[TASK DETAILS]: Please count how many of the lines below contain the string "rocky", with case counting, and give only that number.

Records of labeled boxes
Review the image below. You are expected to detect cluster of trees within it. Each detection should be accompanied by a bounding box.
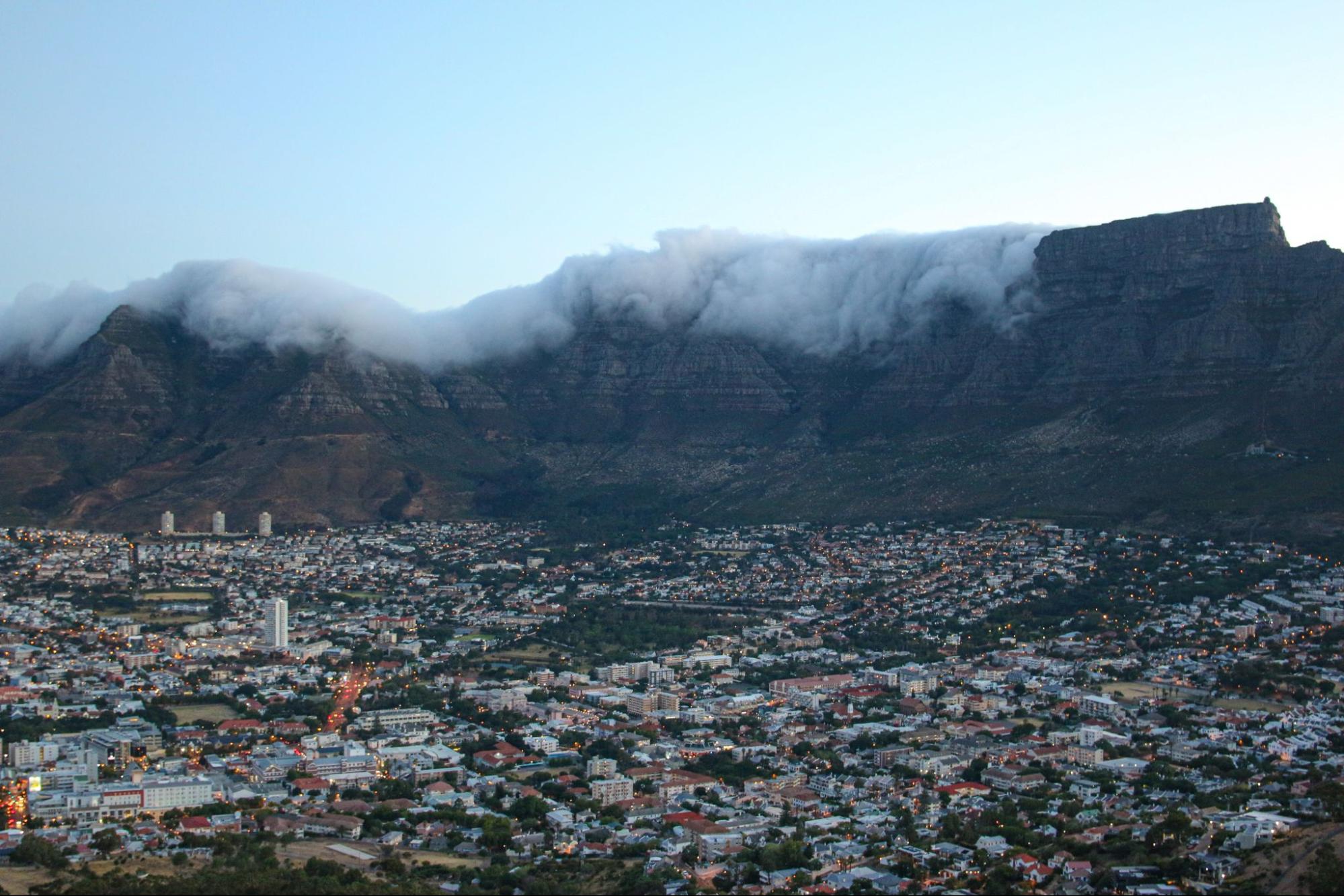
[542,600,746,658]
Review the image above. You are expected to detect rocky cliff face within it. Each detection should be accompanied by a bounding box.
[0,202,1344,542]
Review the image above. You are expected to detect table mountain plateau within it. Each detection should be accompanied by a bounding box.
[0,200,1344,538]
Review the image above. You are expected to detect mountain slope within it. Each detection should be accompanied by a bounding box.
[0,202,1344,542]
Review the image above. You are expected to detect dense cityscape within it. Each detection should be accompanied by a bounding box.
[0,513,1344,893]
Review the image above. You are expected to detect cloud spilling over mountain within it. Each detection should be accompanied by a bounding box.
[0,225,1051,368]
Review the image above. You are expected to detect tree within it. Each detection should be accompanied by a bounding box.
[91,827,121,856]
[481,815,514,849]
[9,834,70,870]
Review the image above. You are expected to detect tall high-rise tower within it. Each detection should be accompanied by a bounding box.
[266,598,289,647]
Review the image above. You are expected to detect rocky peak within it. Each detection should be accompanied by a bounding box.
[1036,198,1289,277]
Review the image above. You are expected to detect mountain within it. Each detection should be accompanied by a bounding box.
[0,200,1344,537]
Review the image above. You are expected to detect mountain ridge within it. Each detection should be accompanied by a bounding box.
[0,200,1344,534]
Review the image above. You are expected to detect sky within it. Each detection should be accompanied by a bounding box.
[0,0,1344,309]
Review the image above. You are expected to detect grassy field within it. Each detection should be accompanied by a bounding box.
[1103,681,1286,712]
[136,591,215,603]
[98,610,211,626]
[485,643,565,666]
[276,837,485,870]
[0,865,56,896]
[168,702,238,725]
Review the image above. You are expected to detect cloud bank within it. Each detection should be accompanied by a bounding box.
[0,225,1051,370]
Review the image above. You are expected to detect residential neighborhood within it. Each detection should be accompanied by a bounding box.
[0,517,1344,895]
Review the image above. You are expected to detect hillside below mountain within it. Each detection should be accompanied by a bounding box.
[0,200,1344,540]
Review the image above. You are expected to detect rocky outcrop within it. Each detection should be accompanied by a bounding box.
[0,200,1344,540]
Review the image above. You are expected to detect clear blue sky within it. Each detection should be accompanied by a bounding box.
[0,0,1344,308]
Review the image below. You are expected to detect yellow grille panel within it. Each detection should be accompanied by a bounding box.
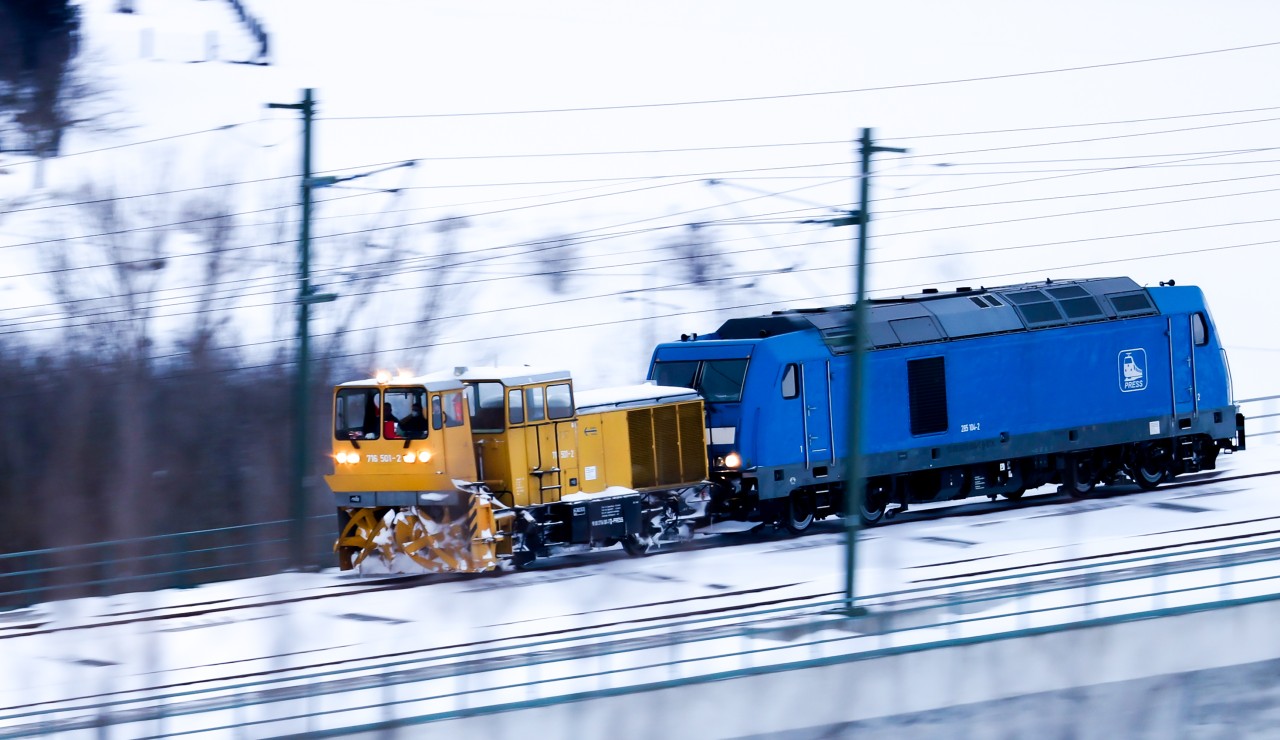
[627,403,707,488]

[TASK RESULT]: 3